Reproduce every row below with "Put a point on" changed to "Place a marker on" and all other text left unchanged. Omit the pictures from your output.
========================================================================
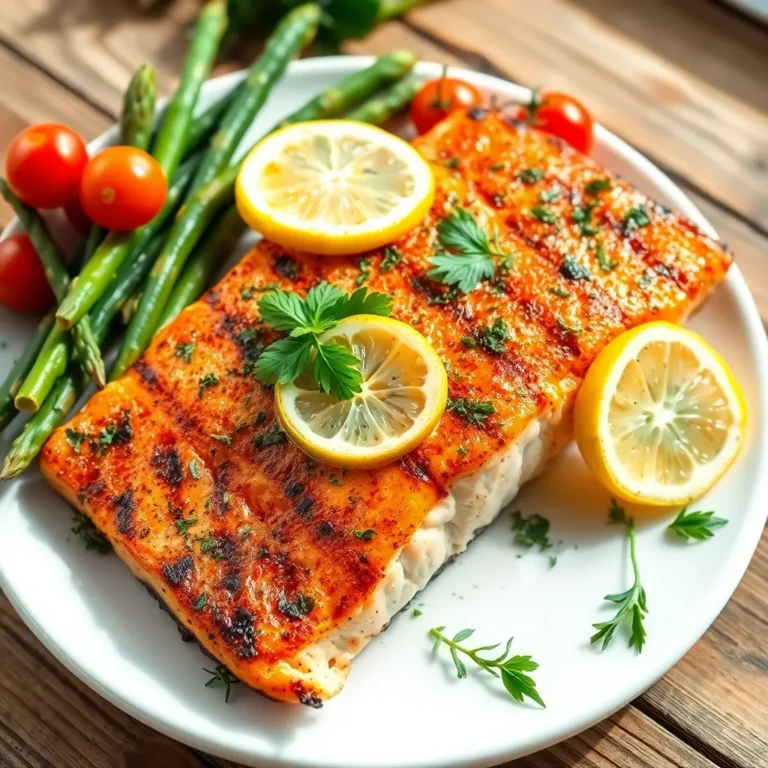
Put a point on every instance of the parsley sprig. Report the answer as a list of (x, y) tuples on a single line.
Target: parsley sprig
[(466, 257), (335, 369), (698, 526), (511, 669), (632, 604)]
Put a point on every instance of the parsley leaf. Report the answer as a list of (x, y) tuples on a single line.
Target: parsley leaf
[(632, 604), (467, 258), (511, 669), (698, 526)]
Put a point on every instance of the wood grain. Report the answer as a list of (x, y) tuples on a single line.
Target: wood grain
[(70, 59)]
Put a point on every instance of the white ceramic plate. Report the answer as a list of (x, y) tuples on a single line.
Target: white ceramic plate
[(402, 707)]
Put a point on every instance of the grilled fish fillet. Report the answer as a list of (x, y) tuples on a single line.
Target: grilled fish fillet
[(181, 463)]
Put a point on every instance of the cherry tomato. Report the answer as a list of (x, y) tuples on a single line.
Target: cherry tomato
[(438, 98), (562, 116), (44, 165), (23, 285), (77, 218), (122, 188)]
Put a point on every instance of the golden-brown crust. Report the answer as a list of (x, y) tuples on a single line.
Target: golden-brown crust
[(249, 542)]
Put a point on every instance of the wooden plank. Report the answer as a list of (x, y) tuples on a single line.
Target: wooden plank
[(703, 127), (30, 96)]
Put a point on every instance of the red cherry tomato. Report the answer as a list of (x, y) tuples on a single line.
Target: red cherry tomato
[(122, 188), (23, 285), (44, 165), (562, 116), (438, 98), (77, 218)]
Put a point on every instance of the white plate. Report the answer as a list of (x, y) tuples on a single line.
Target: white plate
[(401, 707)]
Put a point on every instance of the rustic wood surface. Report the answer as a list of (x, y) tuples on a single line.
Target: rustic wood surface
[(684, 81)]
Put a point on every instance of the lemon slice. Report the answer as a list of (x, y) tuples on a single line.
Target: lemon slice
[(659, 417), (334, 187), (404, 392)]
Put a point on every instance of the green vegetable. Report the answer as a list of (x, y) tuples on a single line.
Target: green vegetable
[(20, 369), (334, 101), (292, 35), (382, 108), (197, 213), (335, 369), (632, 603), (511, 669), (171, 141), (698, 526), (138, 115), (58, 278), (467, 257), (203, 263)]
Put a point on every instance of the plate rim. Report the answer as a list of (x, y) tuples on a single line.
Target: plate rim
[(738, 559)]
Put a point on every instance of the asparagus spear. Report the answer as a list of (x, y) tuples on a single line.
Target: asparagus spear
[(52, 360), (171, 140), (206, 258), (168, 148), (138, 113), (53, 412), (297, 30), (387, 104), (58, 277), (19, 370)]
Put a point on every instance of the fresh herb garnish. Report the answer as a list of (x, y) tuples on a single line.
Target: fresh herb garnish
[(221, 675), (466, 258), (75, 439), (698, 526), (204, 382), (605, 264), (333, 366), (571, 269), (531, 531), (531, 175), (273, 436), (632, 603), (511, 669), (364, 265), (582, 215), (392, 257), (575, 327), (543, 214), (185, 351), (596, 186), (474, 412), (90, 535), (183, 526), (636, 218)]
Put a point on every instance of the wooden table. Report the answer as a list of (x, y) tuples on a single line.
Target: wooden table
[(683, 80)]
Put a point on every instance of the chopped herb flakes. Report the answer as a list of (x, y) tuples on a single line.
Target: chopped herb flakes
[(572, 270), (75, 439), (474, 412), (531, 175), (531, 531), (636, 218), (204, 382), (392, 257), (543, 214), (185, 351), (272, 436)]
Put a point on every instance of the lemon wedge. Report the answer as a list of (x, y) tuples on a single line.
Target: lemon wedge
[(659, 417), (334, 187), (404, 393)]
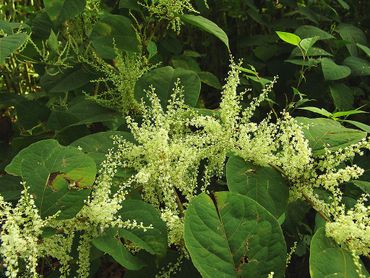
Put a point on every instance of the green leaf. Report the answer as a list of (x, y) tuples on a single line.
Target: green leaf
[(343, 4), (363, 185), (111, 244), (57, 176), (206, 25), (265, 185), (342, 95), (8, 27), (358, 66), (210, 79), (70, 9), (289, 37), (307, 31), (10, 44), (352, 35), (163, 80), (97, 145), (152, 240), (81, 112), (152, 49), (312, 52), (332, 71), (364, 49), (317, 110), (307, 43), (233, 237), (155, 266), (327, 259), (68, 80), (347, 113), (115, 28), (360, 125), (10, 187), (320, 132)]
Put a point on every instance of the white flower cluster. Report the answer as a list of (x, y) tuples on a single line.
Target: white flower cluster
[(172, 143), (21, 229), (176, 152), (352, 227), (170, 10)]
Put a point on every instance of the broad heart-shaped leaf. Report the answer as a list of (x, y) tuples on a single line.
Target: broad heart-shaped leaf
[(115, 28), (163, 80), (364, 48), (233, 237), (70, 9), (327, 259), (332, 71), (358, 66), (81, 112), (352, 35), (265, 185), (342, 95), (206, 25), (57, 176), (307, 31), (68, 80), (10, 44), (289, 38), (97, 145), (320, 132), (154, 266), (110, 243), (152, 240)]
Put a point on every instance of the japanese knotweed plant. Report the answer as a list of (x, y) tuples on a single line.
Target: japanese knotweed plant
[(173, 143), (176, 152), (22, 227), (120, 80), (169, 10)]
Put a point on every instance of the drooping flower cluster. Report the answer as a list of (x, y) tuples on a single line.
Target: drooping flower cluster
[(169, 10), (172, 143), (120, 80), (176, 152), (21, 228)]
========================================================================
▸ **Written answer**:
Place a marker on every instance of the parsley sprig. Report the answer as a list of (x, y) tuples on a single line.
Target: parsley sprig
[(466, 257), (335, 369), (698, 526), (511, 669), (632, 604)]
Place a marker on every instance of the parsley leaf. Report the answer as a list of (x, y) tuples on a single line.
Target: parsley leaf
[(632, 604), (467, 258), (511, 669), (698, 526)]
Place a marker on every instance of the wood grain. Report the answer as a list of (x, y) tuples on a single line.
Target: wood grain
[(70, 59)]
Place a marker on every instance of the white ceramic plate. Report the answer as a list of (x, y) tuples on a single line.
Target: white ceramic plate
[(402, 707)]
Place a marker on every instance of the grilled fish fillet. Report the answer as a list of (x, y) tuples on a single line.
Target: grilled fish fillet
[(181, 463)]
Place a marker on every instance of the cherry tomato. Report the answer as a list of (x, y) tuples on a single line.
Target: cherry tomato
[(438, 98), (562, 116), (44, 165), (23, 285), (77, 218), (122, 188)]
Place a marker on every instance of the golden-brown crust. Report the answer as a list of (x, y) tuples on a single line.
Target: golden-brown crust
[(249, 542)]
Place a marker on every instance of the wooden plank. Report the answer as a list of (x, y) tuples on a single line.
Target: wooden plank
[(703, 127), (30, 96)]
Place a marker on every instance of the red cherry tomato. Report the answer as a list of (x, y) tuples on a single line.
Target: red cherry tomato
[(122, 188), (23, 285), (44, 165), (562, 116), (438, 98), (77, 218)]
Place a marker on every instance of the white plate. Report the answer as a list of (x, y) tuples on a single line.
Target: white plate
[(401, 707)]
Place a marker on every instance of the rustic wood surface. Report the answer as a list of (x, y) tuples on a single line.
Target: rustic wood surface
[(684, 81)]
Place a marker on every instance of the lemon slice. Report the answer as a list of (x, y) tuples on a single line.
Target: lemon slice
[(659, 417), (334, 187), (404, 392)]
Place a marker on every instance of the green vegetable. Report the answer as a list of (x, y) tuples on a single line.
Target: green vegetable
[(20, 369), (334, 101), (292, 35), (382, 108), (197, 213), (335, 369), (632, 603), (511, 669), (171, 141), (698, 526), (138, 115), (58, 278), (467, 257), (203, 263)]
Place a marker on every instance of the plate rim. Report the answer as a list of (x, y) tuples on a single line.
Target: plate rim
[(738, 559)]
Place a marker on every instance of the asparagus spear. Report the answer as a list of (x, y) tuples on a single line.
Target: asparagus spear
[(52, 360), (171, 140), (206, 258), (168, 148), (138, 113), (53, 412), (297, 30), (387, 104), (58, 277), (19, 370)]
Place a marker on every instance of the fresh herb garnish. Report the answer as a list of (x, y) tuples on a single line.
Target: fresh herb garnish
[(221, 675), (466, 258), (75, 439), (698, 526), (204, 382), (605, 264), (333, 366), (571, 269), (531, 531), (531, 175), (273, 436), (632, 603), (511, 669), (364, 265), (582, 215), (392, 257), (575, 327), (543, 214), (185, 351), (596, 186), (474, 412), (90, 535), (183, 526), (636, 218)]
Place a marker on every instance of the wooden table. Report the answer as a list of (x, y) tuples on a single line.
Target: wooden table
[(683, 80)]
Place a marker on every instance of the chopped herb flakes. Report the answer as a list of (x, y) tuples on a single line.
Target: chopped herb flakes
[(572, 270), (75, 439), (474, 412), (531, 175), (531, 531), (636, 218), (204, 382), (392, 257), (543, 214), (185, 351), (272, 436)]
Place a marker on every instance of the lemon wedge. Report the answer as a list of (x, y) tuples on a single line.
Target: lemon wedge
[(659, 417), (334, 187), (404, 393)]
Place a marker on every instance of the green leaf. Report the answer as a list of (x, y) tuples on a single line.
Target: green leaf
[(343, 4), (363, 185), (111, 244), (57, 176), (206, 25), (265, 185), (342, 95), (8, 27), (358, 66), (210, 79), (70, 9), (289, 37), (307, 31), (10, 44), (352, 35), (163, 80), (97, 145), (152, 240), (81, 112), (152, 49), (312, 52), (332, 71), (364, 49), (317, 110), (307, 43), (233, 237), (155, 266), (327, 259), (68, 80), (347, 113), (115, 28), (360, 125), (10, 187), (320, 132)]
Place a marker on every instance of the white flower cluster. Report the answer as a list of (x, y) tuples on a single line.
Target: white flower cluster
[(172, 143), (21, 229), (176, 152), (352, 227), (170, 10)]
Place a marker on every instance of the broad heart-shaped leaf. Report the answer as a list of (x, y) tuples on a single line.
Target: broad heart-shaped leaf
[(115, 28), (163, 80), (364, 48), (233, 237), (70, 9), (327, 259), (332, 71), (358, 66), (81, 112), (352, 35), (265, 185), (342, 95), (206, 25), (57, 176), (307, 31), (68, 80), (10, 44), (289, 38), (97, 145), (320, 132), (154, 266), (110, 243), (152, 240)]
Place a marker on every instance of the japanese knotweed plant. Report the answer as a list of (x, y) tuples on a single line.
Target: japanese knotweed plant
[(173, 143), (176, 152), (22, 227), (120, 80), (169, 10)]
Place a marker on every instance of the drooping flower cluster. Report the answer as a list of (x, y) tuples on a single line.
Target: drooping flower cluster
[(169, 10), (172, 143), (120, 80), (176, 152), (21, 228)]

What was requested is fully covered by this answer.